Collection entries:
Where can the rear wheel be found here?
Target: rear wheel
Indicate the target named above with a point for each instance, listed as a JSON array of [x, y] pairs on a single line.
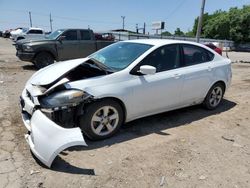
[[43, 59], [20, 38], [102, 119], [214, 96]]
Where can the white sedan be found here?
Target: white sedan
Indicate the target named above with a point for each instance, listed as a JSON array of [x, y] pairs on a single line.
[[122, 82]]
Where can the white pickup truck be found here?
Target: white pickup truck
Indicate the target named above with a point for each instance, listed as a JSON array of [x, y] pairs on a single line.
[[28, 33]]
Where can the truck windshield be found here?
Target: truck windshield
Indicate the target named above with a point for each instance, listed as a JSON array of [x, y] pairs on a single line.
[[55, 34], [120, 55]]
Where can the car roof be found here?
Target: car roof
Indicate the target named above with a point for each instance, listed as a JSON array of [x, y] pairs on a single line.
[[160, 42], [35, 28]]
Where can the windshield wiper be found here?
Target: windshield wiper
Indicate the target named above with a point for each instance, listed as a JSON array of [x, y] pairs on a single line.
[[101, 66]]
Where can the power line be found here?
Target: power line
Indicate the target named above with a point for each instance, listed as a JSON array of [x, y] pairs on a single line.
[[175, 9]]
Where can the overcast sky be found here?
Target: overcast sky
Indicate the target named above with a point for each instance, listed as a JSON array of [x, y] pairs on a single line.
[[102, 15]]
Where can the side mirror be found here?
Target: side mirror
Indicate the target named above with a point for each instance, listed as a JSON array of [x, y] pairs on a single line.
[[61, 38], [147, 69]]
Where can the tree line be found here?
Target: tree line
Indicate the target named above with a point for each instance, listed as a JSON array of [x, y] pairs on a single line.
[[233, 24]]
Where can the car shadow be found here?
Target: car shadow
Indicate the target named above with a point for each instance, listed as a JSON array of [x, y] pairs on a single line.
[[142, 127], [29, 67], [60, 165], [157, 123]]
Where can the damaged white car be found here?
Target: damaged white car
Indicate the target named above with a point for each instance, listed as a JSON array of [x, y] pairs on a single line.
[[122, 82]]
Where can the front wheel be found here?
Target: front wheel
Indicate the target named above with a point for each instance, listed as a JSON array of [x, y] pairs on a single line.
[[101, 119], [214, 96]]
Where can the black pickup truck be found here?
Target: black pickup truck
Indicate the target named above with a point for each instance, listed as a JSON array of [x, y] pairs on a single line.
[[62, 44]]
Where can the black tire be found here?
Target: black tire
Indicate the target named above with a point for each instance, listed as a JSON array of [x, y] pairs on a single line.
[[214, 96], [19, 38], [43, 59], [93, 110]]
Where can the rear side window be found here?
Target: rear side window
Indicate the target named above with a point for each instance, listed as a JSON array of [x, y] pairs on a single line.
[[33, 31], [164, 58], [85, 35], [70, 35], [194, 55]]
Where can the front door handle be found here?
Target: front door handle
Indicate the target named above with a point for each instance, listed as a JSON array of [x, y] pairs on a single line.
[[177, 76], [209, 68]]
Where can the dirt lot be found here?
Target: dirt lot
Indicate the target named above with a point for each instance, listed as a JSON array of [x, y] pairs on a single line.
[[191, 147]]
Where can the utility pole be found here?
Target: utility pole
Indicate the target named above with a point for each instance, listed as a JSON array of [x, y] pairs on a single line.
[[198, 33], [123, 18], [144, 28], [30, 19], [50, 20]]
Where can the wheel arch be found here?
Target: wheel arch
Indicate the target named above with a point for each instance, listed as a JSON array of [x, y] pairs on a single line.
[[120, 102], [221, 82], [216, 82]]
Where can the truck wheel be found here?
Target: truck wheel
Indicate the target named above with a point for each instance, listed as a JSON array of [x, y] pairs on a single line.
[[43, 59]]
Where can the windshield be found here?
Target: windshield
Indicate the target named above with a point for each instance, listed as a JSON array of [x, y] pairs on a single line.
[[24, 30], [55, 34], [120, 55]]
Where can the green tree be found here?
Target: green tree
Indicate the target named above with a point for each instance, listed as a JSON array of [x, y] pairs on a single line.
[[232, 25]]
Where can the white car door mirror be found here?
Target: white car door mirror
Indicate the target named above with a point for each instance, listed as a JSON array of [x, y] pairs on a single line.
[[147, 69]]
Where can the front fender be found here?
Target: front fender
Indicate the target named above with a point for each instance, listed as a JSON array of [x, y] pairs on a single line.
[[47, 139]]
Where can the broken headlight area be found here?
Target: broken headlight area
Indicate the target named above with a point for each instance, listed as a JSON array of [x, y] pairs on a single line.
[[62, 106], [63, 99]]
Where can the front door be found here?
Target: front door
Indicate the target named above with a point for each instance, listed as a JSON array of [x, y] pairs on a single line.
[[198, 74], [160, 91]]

* * *

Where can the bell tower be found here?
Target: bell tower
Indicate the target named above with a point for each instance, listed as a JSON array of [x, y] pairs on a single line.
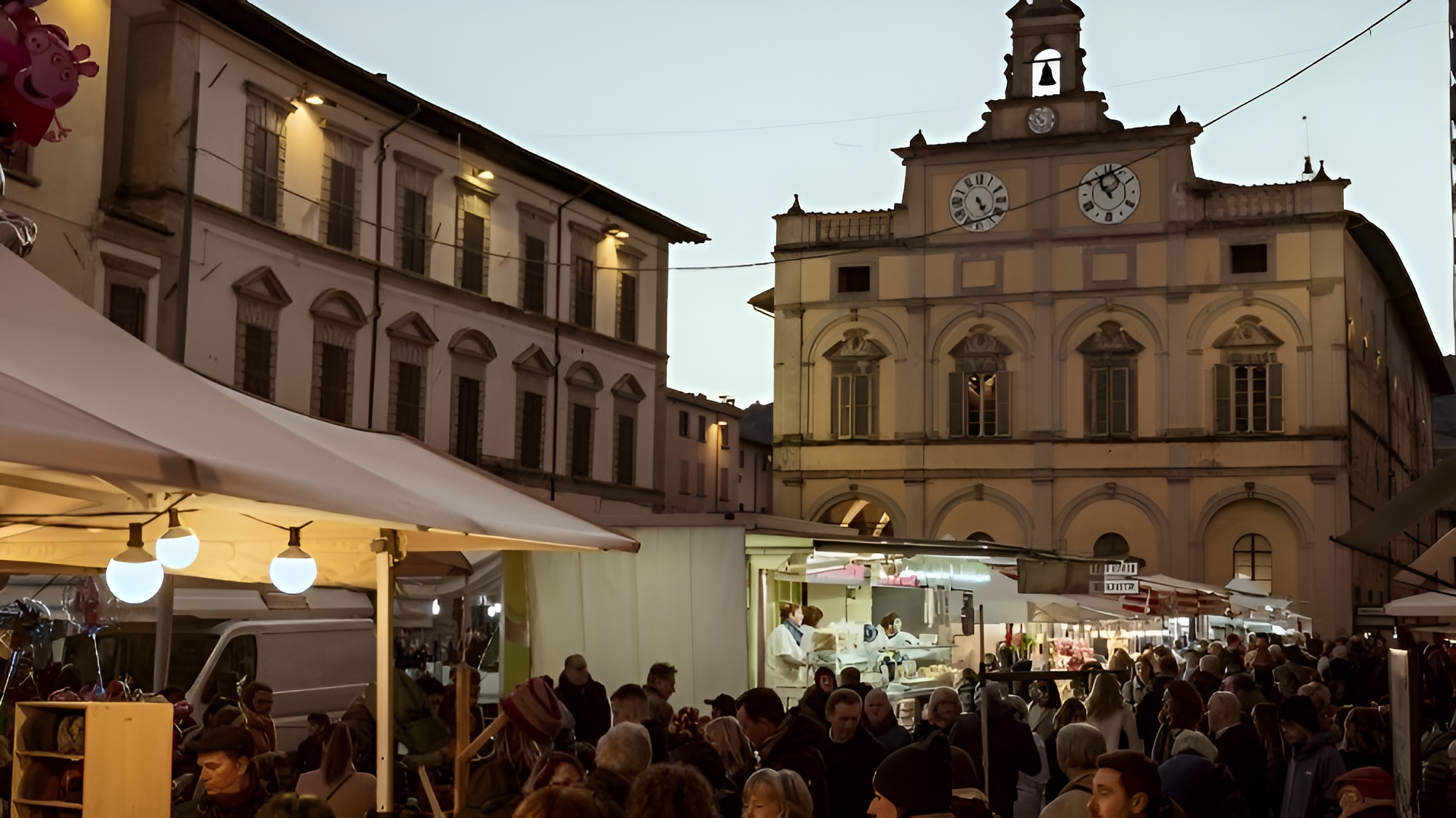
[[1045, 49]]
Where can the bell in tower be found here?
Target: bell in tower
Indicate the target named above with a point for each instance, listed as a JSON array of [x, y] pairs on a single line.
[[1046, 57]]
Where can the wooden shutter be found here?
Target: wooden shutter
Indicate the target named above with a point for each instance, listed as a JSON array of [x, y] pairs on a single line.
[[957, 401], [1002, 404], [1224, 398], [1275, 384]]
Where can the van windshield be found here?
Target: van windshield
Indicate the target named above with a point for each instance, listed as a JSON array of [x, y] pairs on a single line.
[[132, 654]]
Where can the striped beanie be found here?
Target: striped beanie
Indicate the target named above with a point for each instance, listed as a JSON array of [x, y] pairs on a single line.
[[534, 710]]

...

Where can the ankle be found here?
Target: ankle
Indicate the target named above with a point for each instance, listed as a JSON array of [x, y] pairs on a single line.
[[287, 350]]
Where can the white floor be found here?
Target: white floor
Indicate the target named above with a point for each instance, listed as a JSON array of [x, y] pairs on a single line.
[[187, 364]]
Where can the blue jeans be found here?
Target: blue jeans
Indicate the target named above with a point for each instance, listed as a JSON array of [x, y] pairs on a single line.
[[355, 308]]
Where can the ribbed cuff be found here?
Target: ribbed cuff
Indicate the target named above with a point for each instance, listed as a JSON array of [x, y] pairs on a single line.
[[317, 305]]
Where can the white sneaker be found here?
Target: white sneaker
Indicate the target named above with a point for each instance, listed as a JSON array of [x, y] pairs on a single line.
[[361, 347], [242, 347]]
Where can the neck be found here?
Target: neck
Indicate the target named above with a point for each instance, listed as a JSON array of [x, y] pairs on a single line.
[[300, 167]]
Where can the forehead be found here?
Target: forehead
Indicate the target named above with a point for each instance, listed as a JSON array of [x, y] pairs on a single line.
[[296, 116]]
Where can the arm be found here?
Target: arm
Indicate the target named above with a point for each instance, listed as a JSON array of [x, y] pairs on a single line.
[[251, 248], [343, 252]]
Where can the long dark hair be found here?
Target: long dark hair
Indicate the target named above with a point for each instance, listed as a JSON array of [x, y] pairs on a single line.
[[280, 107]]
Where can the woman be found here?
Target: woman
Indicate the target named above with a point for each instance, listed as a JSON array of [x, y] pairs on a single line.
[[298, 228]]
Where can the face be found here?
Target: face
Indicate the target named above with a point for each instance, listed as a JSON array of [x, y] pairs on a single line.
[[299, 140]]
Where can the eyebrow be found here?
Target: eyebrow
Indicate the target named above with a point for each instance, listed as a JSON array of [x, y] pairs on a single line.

_Exercise requirements_
Return every line of the entries above that the string "hair" appears in.

_Finished task_
Where can the long dark hair be found here?
Target: long dark hair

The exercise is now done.